Every line from the one containing "Each instance of the stone cairn" to the end of the records below, written out word for word, is the whole answer.

(TASK INPUT)

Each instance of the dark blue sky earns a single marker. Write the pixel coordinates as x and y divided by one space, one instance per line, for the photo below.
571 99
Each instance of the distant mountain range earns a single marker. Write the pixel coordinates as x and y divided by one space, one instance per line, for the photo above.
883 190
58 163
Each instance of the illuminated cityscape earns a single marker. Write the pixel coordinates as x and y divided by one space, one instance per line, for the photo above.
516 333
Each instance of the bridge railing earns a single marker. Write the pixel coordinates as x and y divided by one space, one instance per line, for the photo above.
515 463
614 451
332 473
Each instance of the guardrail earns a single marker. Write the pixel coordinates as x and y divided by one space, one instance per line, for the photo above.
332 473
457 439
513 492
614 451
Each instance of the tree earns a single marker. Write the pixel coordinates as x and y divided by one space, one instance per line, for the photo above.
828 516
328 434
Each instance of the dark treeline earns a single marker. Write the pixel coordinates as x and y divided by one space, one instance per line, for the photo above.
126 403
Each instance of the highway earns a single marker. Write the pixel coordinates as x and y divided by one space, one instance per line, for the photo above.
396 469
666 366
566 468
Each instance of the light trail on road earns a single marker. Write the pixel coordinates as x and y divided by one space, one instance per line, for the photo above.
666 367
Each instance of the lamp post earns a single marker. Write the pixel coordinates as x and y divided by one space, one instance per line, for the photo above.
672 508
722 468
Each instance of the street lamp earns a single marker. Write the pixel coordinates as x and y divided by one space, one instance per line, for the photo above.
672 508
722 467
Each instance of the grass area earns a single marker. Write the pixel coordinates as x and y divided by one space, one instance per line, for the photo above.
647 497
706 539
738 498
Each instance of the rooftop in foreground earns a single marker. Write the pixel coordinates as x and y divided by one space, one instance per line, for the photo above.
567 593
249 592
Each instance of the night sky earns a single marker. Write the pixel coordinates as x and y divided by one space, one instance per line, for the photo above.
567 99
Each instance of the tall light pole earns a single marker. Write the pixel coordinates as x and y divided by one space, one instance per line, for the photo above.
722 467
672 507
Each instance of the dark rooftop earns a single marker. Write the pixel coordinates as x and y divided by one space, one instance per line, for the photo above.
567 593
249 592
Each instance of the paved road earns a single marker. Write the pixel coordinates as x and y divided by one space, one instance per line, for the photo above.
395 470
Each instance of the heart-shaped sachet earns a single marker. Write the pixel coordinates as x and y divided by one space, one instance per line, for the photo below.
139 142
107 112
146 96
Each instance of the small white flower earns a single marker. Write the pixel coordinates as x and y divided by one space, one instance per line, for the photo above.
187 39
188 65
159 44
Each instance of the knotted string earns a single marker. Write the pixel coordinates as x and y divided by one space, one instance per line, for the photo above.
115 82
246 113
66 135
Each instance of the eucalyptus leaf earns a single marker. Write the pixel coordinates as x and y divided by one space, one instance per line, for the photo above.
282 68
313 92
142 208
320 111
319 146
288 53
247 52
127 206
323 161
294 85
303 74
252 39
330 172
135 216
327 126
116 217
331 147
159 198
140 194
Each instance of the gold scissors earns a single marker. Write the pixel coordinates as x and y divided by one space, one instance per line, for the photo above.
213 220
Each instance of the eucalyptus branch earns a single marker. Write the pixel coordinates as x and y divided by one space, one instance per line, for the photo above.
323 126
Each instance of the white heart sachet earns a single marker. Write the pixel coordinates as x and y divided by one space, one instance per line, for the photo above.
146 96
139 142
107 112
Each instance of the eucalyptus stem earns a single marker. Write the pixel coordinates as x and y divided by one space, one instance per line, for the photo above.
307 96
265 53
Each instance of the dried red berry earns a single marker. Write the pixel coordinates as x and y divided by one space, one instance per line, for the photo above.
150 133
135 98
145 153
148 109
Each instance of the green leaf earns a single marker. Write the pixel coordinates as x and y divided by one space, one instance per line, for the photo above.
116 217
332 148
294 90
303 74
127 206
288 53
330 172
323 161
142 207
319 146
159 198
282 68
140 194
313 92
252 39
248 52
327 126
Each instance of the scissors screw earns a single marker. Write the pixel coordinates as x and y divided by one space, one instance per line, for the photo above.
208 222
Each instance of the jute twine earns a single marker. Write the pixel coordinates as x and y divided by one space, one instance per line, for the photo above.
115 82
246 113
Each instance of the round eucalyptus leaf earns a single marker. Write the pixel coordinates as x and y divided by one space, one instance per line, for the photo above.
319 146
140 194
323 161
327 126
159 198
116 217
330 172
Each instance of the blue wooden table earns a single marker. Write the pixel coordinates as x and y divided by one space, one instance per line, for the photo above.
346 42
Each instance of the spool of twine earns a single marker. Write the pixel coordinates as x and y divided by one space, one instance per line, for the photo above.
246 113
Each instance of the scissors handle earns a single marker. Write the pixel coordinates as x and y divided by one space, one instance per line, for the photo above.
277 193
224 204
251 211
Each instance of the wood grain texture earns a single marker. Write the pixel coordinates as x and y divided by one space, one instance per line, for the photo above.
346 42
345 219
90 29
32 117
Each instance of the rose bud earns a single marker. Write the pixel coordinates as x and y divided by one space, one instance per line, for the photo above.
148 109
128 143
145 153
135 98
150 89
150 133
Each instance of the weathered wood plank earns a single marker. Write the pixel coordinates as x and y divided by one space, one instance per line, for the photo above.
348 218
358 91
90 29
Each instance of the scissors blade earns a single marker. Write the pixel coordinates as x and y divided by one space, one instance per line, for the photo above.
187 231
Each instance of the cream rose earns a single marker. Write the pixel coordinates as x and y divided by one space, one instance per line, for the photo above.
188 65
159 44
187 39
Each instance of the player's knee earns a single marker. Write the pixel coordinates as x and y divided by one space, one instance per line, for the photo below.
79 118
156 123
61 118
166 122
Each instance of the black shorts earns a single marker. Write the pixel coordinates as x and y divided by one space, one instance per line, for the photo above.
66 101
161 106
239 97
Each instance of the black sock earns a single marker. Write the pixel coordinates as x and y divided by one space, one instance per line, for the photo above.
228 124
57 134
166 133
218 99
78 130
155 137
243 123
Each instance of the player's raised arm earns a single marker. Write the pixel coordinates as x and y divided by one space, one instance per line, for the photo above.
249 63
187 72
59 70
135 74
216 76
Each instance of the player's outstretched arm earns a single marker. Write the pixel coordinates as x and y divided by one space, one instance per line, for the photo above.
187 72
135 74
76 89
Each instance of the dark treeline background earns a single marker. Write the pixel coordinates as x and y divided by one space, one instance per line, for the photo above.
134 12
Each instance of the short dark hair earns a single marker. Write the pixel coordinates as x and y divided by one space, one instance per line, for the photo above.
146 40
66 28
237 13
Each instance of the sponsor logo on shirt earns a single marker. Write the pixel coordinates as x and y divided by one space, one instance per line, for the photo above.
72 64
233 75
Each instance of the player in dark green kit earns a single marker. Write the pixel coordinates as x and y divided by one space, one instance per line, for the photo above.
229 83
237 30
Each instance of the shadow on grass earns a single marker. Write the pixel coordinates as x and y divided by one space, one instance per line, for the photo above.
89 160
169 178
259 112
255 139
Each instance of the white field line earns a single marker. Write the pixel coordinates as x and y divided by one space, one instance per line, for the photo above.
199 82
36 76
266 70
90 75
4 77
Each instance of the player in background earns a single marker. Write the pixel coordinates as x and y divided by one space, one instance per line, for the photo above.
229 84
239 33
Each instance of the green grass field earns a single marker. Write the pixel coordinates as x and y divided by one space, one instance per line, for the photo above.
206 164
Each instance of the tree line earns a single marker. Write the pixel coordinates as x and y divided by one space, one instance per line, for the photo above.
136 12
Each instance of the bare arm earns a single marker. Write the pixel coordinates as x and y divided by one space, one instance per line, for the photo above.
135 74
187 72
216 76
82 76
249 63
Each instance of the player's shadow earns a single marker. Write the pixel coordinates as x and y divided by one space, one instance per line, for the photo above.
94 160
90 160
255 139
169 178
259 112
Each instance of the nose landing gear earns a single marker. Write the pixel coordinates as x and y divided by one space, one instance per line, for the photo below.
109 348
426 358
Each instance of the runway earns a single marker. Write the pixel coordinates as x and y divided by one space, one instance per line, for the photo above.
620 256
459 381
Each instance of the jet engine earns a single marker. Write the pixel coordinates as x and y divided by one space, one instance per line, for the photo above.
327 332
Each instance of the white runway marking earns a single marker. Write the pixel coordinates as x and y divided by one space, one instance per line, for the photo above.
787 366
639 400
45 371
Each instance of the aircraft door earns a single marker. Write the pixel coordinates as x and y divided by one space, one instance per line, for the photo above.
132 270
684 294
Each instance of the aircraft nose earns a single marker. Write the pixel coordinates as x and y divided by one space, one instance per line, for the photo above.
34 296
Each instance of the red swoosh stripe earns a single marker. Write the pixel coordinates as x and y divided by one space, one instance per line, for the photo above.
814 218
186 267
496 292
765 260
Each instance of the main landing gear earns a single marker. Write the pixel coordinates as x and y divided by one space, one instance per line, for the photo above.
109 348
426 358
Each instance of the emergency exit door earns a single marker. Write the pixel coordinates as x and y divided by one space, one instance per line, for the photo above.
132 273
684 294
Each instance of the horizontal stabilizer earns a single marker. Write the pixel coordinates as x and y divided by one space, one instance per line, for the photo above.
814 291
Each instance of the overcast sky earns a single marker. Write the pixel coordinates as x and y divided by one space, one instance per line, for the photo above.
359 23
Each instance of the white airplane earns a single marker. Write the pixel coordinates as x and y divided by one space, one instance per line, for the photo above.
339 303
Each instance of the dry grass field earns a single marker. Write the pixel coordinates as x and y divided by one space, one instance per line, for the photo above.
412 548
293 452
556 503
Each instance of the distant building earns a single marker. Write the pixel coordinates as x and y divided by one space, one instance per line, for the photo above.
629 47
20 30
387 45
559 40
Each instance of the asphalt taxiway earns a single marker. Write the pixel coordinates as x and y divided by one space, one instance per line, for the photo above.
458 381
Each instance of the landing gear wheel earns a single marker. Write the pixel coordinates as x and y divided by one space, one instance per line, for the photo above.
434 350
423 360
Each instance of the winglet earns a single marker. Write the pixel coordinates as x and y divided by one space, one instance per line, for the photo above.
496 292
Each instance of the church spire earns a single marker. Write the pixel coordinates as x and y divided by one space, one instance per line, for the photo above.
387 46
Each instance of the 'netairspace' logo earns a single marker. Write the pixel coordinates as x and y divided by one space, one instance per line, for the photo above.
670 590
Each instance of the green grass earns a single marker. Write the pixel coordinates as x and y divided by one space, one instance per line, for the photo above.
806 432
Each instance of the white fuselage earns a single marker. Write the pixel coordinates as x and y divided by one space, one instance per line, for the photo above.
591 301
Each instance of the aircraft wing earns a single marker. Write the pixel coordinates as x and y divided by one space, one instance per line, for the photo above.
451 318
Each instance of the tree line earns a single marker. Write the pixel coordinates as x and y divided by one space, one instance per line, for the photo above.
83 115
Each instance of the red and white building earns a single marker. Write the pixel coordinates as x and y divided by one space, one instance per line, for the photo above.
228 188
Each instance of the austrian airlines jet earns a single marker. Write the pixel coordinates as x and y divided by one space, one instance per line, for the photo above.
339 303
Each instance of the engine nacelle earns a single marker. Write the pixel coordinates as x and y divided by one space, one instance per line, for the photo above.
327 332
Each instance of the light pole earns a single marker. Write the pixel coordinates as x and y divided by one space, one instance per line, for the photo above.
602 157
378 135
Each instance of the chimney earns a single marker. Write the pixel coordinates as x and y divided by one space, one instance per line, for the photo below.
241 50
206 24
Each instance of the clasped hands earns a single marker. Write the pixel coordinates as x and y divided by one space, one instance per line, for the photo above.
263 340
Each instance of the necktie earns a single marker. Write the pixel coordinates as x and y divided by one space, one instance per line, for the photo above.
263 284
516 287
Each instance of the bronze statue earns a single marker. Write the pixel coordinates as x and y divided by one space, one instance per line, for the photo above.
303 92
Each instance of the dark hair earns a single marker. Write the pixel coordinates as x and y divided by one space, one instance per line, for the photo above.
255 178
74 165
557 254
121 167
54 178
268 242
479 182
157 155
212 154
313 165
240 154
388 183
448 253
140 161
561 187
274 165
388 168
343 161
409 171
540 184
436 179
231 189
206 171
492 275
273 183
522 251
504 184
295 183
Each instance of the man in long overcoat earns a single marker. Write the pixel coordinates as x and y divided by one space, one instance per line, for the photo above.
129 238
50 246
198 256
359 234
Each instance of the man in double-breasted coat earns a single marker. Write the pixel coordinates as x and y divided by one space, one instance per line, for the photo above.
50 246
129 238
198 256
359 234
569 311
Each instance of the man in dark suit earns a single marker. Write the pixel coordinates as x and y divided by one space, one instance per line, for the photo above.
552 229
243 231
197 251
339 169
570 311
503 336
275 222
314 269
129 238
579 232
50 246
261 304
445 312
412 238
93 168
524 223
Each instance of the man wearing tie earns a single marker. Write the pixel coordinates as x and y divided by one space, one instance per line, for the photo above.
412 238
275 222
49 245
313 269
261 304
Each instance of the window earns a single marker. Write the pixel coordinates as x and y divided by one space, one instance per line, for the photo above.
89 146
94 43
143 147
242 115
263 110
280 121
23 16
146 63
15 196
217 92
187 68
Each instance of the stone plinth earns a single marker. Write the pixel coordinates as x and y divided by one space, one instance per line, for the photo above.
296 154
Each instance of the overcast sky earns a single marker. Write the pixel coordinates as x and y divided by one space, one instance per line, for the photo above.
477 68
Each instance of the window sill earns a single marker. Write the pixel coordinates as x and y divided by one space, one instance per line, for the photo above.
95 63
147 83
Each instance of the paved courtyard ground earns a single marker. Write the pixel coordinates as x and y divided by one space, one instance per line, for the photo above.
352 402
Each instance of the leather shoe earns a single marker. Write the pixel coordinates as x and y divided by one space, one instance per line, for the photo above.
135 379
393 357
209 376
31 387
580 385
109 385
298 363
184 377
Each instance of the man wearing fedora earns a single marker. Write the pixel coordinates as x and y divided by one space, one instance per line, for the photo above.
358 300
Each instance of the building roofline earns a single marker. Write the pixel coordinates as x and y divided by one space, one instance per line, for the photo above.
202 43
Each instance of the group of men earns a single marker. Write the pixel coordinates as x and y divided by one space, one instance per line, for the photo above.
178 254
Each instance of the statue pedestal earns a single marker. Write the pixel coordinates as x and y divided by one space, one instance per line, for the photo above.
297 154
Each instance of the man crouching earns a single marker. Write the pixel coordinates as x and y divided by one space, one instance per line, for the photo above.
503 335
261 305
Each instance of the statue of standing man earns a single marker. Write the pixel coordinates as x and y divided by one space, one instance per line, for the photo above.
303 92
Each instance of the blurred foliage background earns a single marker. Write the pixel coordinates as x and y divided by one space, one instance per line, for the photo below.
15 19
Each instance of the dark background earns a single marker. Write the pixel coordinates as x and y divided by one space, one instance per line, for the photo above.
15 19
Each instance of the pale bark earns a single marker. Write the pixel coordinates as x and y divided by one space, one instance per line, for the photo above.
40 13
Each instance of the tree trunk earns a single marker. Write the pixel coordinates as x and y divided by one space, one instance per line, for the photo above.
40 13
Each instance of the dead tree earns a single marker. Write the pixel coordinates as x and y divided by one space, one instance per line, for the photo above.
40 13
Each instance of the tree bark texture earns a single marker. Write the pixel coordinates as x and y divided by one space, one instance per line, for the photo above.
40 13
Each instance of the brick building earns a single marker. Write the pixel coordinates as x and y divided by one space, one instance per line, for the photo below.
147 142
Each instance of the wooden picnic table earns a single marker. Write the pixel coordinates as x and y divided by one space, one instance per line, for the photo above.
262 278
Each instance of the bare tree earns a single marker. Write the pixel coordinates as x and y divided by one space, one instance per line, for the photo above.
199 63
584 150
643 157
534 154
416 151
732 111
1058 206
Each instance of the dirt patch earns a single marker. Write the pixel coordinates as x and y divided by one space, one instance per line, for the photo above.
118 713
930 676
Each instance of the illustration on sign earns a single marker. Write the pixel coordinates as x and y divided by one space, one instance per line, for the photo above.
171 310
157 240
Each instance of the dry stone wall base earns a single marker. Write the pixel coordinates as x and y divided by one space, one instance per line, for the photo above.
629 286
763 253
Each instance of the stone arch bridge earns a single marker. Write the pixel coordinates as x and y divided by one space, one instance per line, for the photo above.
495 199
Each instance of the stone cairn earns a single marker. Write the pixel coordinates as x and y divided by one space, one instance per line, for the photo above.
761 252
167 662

(End TASK INPUT)

* ANSWER TO THIS EXERCISE:
Each instance of the stone cairn earns a single marker. Write the pixel coordinates as x and y divided by one space, one instance per line, for the photo above.
761 252
167 662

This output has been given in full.